### OBJECTIVE
Please copy, unchanged, the part of the records that opens with the line containing "[trace] every instance of the gray" and runs through the end of the records, including both ends.

-- begin SOURCE DATA --

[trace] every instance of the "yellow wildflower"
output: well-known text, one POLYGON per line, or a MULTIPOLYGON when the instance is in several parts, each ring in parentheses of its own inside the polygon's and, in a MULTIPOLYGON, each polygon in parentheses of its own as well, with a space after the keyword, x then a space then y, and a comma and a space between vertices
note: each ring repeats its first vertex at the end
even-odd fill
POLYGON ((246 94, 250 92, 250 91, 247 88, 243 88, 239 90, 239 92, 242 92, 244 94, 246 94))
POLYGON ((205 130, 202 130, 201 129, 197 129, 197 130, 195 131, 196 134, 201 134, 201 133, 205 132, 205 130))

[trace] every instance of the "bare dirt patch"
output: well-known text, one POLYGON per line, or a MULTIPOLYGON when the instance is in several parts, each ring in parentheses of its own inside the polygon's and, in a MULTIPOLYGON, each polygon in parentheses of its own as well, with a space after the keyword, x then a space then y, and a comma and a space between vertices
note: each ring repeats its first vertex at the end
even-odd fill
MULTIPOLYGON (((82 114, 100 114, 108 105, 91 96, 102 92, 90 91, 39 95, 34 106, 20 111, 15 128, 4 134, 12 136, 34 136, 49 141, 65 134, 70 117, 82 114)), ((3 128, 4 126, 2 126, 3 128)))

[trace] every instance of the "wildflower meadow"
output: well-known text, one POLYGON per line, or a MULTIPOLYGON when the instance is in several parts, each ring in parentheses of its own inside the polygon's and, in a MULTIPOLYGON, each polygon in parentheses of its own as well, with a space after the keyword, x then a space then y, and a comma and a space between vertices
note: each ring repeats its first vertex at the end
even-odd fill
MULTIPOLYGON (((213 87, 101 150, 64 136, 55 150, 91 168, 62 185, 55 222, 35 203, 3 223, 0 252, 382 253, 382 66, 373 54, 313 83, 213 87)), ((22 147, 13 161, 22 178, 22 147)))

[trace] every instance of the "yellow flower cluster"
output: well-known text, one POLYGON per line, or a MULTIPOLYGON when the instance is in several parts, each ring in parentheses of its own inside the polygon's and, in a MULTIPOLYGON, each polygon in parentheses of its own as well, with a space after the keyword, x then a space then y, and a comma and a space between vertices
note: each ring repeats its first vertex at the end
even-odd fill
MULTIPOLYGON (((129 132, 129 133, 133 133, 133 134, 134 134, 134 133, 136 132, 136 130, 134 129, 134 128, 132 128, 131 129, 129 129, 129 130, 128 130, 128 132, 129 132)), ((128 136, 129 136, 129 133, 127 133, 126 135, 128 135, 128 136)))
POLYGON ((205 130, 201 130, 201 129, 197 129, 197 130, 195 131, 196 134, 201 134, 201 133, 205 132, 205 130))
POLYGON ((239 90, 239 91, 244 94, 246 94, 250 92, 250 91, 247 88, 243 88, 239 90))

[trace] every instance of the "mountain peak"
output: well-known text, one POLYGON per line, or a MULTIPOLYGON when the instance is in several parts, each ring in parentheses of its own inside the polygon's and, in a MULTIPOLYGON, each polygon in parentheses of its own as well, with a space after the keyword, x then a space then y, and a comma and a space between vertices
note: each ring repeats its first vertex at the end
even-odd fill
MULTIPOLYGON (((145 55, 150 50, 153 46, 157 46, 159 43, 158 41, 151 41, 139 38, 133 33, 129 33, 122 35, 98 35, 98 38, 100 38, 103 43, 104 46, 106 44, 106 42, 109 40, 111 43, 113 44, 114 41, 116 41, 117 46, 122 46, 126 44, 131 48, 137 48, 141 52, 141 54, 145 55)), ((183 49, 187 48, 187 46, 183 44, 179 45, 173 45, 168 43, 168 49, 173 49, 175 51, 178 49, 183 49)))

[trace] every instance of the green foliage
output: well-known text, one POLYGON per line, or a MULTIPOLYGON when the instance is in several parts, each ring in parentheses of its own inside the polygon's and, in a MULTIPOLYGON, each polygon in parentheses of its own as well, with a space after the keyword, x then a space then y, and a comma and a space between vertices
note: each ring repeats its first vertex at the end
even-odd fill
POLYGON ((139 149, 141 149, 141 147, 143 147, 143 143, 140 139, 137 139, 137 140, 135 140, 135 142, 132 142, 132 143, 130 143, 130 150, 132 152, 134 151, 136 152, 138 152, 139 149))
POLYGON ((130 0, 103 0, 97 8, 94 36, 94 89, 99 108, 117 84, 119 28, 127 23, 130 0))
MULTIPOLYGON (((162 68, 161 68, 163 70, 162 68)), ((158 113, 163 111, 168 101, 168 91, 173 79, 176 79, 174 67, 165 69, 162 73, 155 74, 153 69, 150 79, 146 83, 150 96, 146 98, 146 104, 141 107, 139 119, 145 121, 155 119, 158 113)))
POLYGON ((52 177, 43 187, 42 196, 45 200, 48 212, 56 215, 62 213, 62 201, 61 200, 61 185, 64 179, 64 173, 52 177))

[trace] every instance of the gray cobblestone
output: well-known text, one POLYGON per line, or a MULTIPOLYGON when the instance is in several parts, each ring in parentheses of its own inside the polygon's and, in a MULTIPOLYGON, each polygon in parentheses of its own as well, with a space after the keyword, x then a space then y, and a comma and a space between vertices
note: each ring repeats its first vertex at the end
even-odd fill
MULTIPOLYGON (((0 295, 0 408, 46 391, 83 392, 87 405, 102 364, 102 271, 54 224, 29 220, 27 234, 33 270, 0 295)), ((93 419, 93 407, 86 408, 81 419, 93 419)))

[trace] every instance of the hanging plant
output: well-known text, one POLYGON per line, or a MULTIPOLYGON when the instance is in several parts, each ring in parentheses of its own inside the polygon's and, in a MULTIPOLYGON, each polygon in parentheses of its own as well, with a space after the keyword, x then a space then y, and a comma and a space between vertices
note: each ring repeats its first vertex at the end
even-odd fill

-- end SOURCE DATA --

### TASK SOLUTION
[trace] every instance of the gray cobblestone
output: well-known text, one POLYGON per line, or a MULTIPOLYGON when the instance is in several parts, each ring in parentheses of its own inside the polygon's and, in a MULTIPOLYGON, each polygon in parentheses of its own as well, with a space after the keyword, x then a space then y, and a comma and a space between vertices
note: each ring repeats its first vertex at the end
even-odd fill
MULTIPOLYGON (((0 295, 0 408, 46 391, 83 392, 87 405, 102 364, 102 271, 54 224, 29 220, 27 234, 33 270, 0 295)), ((93 419, 93 407, 86 408, 81 419, 93 419)))

[trace] every instance of the hanging plant
output: well-known text, one POLYGON per line, or a MULTIPOLYGON when the instance is in several parts, each ring in parentheses of its own inside the polygon's and, in a MULTIPOLYGON, each polygon in parentheses of its own as well, with a space after the keyword, x then a space then y, and a comma and a space between vertices
note: each ring repeats its first vertex at the end
even-odd fill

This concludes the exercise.